▸ **Problem to work on**
Count the lines in the material below that contain the word "cloud", and reply with that number alone.

══════

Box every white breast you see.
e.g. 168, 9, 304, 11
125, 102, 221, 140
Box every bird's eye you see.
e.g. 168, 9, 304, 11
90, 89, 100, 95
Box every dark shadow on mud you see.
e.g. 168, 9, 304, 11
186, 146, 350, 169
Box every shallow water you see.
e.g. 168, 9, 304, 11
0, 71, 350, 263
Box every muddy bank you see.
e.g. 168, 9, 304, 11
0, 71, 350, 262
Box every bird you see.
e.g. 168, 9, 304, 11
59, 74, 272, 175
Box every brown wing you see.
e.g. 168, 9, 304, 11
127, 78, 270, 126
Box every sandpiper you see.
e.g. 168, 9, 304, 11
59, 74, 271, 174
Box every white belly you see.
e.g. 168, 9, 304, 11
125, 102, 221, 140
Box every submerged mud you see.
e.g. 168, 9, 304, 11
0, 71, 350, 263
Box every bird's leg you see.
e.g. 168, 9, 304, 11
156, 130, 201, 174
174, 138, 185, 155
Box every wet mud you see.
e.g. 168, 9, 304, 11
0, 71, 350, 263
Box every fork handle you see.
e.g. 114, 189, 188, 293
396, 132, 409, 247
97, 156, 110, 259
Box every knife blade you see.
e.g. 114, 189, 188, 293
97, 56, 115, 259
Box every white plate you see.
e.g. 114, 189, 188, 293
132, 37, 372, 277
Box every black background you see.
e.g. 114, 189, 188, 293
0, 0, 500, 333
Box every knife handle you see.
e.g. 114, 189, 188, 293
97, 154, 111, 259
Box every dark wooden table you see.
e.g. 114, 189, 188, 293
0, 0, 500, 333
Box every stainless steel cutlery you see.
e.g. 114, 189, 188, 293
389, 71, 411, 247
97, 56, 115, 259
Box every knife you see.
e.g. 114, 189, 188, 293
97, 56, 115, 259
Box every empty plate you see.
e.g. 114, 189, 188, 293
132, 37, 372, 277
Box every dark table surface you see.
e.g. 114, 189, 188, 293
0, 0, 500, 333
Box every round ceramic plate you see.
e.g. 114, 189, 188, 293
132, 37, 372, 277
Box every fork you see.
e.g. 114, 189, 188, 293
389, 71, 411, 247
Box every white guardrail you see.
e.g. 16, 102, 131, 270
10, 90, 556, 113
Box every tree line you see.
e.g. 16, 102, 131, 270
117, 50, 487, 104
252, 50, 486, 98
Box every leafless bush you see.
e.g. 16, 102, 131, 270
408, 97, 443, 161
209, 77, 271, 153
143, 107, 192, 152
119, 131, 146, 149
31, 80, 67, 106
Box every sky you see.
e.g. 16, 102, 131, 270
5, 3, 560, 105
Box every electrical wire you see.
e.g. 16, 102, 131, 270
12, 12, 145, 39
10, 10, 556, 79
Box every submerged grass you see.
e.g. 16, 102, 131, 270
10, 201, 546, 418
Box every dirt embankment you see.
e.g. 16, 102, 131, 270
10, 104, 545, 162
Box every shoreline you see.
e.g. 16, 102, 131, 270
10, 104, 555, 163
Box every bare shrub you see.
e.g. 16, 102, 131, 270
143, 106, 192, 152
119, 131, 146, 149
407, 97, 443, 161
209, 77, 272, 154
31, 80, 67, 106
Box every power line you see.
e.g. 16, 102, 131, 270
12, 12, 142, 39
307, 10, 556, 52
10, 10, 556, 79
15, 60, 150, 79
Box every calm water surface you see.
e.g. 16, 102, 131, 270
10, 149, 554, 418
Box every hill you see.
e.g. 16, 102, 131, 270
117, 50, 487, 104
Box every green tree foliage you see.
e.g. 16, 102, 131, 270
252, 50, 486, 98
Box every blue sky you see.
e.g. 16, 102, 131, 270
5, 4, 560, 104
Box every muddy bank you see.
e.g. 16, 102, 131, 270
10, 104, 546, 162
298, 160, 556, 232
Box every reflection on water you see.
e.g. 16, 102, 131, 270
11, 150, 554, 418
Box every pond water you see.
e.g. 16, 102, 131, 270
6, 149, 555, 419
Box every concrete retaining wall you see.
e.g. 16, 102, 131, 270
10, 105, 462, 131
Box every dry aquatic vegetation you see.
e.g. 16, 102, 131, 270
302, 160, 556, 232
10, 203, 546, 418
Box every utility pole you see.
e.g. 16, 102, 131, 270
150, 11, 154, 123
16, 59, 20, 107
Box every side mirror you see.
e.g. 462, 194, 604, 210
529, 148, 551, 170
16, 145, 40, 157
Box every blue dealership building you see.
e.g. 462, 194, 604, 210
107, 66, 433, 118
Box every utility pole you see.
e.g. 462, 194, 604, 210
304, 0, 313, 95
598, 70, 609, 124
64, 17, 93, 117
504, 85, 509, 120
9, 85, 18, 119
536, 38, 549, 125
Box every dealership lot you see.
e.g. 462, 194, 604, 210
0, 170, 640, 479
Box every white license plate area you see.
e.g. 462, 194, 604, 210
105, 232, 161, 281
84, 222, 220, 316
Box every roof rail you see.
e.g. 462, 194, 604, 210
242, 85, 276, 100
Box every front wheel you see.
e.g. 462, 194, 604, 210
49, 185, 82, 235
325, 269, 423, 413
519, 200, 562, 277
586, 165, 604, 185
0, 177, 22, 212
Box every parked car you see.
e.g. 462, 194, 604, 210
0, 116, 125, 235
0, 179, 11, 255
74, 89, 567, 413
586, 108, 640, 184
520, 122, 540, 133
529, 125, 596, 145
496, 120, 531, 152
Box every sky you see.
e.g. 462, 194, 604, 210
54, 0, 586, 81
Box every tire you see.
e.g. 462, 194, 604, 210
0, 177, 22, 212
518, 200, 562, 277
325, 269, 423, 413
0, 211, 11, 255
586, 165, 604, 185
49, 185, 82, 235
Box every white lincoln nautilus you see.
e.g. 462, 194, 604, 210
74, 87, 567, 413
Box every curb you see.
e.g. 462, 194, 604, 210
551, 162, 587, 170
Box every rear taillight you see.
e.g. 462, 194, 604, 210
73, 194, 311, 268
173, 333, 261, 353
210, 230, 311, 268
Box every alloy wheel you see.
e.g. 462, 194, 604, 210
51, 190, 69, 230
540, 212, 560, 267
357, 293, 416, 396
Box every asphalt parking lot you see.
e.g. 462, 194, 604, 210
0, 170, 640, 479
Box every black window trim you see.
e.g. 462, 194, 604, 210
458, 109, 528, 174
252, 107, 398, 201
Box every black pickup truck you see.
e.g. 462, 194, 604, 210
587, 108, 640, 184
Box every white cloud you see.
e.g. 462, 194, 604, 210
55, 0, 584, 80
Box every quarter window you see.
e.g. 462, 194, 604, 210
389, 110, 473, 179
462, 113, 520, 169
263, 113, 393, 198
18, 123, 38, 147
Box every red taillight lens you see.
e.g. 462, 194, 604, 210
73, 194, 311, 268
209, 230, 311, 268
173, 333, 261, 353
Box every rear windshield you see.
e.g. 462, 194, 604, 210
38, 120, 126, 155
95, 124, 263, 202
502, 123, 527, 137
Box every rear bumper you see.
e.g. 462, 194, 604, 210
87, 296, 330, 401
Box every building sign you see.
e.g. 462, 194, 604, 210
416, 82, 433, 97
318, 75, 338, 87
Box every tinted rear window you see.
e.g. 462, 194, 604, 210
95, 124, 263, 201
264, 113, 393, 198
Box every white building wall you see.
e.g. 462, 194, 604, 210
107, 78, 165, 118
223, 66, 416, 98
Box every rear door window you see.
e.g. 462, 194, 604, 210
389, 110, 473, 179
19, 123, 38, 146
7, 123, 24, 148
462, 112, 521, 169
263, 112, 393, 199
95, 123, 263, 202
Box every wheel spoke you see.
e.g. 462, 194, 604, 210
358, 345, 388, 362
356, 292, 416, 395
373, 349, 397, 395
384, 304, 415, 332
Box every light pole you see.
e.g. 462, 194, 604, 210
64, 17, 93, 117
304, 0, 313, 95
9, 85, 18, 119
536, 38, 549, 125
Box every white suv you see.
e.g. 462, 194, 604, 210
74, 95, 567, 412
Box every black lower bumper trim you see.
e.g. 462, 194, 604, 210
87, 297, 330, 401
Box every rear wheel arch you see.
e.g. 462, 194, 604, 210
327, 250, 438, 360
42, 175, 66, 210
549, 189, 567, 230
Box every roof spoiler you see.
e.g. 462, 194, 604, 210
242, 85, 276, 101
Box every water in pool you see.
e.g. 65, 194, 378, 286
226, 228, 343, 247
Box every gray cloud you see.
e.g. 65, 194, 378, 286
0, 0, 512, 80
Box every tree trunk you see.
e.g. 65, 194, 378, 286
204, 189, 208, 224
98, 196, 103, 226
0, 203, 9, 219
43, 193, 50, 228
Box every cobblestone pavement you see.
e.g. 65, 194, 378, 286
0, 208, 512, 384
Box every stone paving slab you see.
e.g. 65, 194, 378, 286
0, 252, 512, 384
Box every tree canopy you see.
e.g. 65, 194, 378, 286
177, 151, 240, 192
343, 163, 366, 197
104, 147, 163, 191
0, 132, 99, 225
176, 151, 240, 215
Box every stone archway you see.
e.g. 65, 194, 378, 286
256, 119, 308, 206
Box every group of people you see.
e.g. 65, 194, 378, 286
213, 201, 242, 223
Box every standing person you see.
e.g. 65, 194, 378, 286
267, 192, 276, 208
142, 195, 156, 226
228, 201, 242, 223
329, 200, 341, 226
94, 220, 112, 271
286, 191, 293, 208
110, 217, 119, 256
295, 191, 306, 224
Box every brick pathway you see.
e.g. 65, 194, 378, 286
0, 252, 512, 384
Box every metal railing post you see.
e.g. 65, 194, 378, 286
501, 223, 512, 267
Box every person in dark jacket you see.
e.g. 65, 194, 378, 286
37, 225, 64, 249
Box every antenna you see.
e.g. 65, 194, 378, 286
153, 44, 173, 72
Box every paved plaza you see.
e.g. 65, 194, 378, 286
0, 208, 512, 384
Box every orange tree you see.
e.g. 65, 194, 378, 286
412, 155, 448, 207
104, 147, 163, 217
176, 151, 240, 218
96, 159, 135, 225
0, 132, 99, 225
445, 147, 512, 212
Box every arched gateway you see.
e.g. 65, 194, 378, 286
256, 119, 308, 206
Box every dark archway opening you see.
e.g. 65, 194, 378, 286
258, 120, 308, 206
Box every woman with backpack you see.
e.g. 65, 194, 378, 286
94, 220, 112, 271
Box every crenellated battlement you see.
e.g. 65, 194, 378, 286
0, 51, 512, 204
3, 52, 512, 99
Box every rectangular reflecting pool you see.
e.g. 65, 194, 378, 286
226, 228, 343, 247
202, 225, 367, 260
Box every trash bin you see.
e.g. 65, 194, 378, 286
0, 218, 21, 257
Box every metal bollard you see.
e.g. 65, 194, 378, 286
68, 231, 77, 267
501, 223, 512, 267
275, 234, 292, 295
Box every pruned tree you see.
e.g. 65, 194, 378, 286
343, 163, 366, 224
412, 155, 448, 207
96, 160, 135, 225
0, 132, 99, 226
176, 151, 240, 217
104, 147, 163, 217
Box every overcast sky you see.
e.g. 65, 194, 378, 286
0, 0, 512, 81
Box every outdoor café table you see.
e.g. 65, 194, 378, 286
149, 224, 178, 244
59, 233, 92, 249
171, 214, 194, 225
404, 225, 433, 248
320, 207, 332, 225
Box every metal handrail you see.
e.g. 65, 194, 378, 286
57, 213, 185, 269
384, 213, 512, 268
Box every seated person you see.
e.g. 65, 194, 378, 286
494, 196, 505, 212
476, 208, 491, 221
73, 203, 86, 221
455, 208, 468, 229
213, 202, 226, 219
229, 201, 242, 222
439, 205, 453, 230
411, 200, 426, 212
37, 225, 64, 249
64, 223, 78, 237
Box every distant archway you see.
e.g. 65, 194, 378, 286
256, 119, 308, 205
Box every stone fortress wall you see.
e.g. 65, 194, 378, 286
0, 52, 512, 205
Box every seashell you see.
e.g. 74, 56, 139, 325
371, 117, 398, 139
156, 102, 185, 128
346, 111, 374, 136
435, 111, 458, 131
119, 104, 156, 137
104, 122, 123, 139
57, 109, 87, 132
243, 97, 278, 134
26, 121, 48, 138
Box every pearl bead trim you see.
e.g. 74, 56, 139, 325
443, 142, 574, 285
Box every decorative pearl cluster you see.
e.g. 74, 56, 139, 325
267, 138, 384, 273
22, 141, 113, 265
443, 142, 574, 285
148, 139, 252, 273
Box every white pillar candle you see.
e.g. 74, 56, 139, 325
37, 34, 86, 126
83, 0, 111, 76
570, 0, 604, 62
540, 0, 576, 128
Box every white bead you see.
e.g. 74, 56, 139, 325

══════

▸ **The output**
2